Istruzioni »
(A) Che cosa fornisce l'autore al lettore nella seconda parte del libro, secondo la recensione?
(B) Traduci in inglese questa frase della recensione: "Ma sono gustose quanto la trama del racconto, perché al linguaggio narrativo Fruttero fa immediatamente seguire quello proprio della saggistica, mantenendo ancora in chi legge la tensione già derivata dalla storia, con l'aggiunta di argomentazioni sulla genesi del suo testo letterario."

== Testo estratto

22-12-2007 / A parer mio

di Giuseppe Muscardini

Cosa succede quando una donna dinamica ma vicina alla soglia della senilità, con un matrimonio fallito alle spalle, abituata a frequentare gli ambienti snob, d'un tratto deve affrontare l'inattesa situazione di dare spiegazioni agli altri, che la trovano cambiata, diversa, pallida? Un sopraggiunto disinteresse per la vita sembra pervadere Gea, stranita fra la vegetazione e i reperti di una zona archeologica dove gli amici di sempre, chiassosi e superficiali, s'incontrano ogni anno per coltivare il gusto delle amenità. Presa dalla convulsa e dispersiva vita mondana, ma ormai tagliata fuori dai ritriti giochi della seduzione, dagli appetiti che tradiscono ineleganze davanti a prelibatezze culinarie voracemente ingurgitate come in un baccanale, Gea perviene a gradi ad una inimmaginabile presa di coscienza: scopre in sé non la malattia, a cui il pallore farebbe pensare, ma qualcosa di diverso che svelare qui non è opportuno, per non privare il lettore del piacere dell'ultima pagina, rivelatrice e acclarante. Solo alla fine, con le battute conclusive, si scorgono nell'impianto narrativo di questo lungo racconto ascendenze anglosassoni riferite al genere, di cui peraltro l'autore non fa mistero quando, nella seconda parte del libro, fornisce al lettore delle giustificazioni non richieste. Ma sono gustose quanto la trama del racconto, perché al linguaggio narrativo Fruttero fa immediatamente seguire quello proprio della saggistica, mantenendo ancora in chi legge la tensione già derivata dalla storia, con l'aggiunta di argomentazioni sulla genesi del suo testo letterario.

====
== Materiale fornito

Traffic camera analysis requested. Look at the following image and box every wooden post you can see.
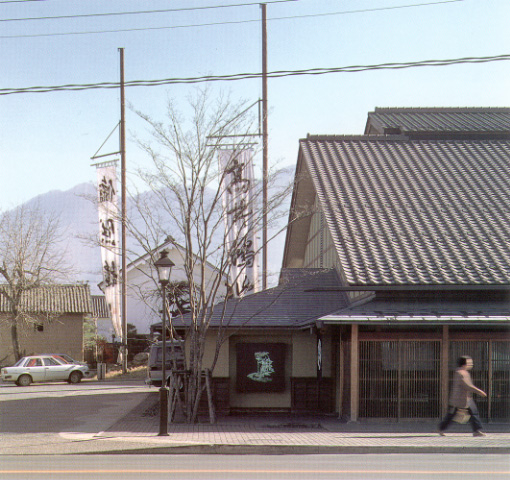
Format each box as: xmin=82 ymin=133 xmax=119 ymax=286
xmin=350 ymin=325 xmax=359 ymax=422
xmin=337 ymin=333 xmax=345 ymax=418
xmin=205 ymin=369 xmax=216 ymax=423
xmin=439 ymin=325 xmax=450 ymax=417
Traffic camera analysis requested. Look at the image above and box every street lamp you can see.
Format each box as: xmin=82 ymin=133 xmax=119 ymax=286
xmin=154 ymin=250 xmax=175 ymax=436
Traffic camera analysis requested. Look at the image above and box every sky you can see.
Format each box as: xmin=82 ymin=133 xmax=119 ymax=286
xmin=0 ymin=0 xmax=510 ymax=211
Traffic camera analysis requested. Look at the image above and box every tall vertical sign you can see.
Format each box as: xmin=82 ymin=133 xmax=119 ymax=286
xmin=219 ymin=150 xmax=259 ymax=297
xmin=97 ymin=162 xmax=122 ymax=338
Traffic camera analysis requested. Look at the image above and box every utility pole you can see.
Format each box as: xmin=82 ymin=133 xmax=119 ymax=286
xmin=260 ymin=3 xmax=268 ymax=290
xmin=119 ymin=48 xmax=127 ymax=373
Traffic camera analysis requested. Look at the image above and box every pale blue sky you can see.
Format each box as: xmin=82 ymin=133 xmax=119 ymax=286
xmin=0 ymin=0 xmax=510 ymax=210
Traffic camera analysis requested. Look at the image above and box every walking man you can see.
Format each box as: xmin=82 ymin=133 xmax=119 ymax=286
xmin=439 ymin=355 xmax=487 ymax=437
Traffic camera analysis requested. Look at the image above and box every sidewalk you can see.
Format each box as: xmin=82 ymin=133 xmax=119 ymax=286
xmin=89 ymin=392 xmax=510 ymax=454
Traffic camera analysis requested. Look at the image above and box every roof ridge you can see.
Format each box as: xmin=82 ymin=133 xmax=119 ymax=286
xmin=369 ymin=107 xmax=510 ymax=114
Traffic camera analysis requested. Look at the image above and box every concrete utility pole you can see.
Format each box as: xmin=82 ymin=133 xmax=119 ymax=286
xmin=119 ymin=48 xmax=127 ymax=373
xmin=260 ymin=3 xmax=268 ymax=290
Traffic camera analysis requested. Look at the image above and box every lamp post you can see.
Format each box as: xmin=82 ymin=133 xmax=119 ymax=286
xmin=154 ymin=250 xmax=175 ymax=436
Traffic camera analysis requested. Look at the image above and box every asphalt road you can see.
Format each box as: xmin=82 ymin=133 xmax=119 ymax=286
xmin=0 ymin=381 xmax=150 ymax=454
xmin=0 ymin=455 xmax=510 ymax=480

====
== Materiale fornito

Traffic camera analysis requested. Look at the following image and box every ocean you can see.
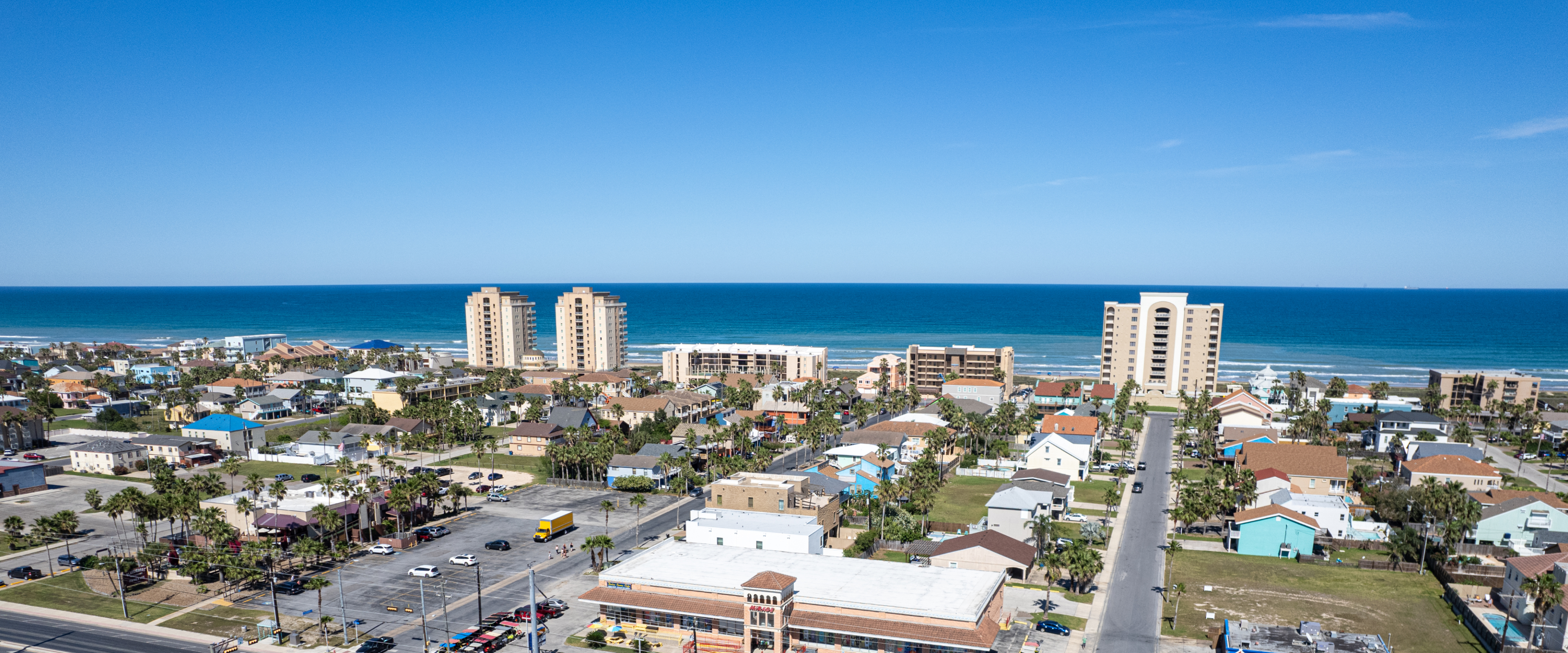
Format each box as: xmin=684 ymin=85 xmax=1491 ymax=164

====

Le tue risposte »
(A) Delle giustificazioni non richieste.

(B) But they are as enjoyable as the plot of the story, because Fruttero immediately follows the narrative language with the language proper to the essay, still sustaining in the reader the tension already built up by the story, with the addition of arguments about the genesis of his literary text.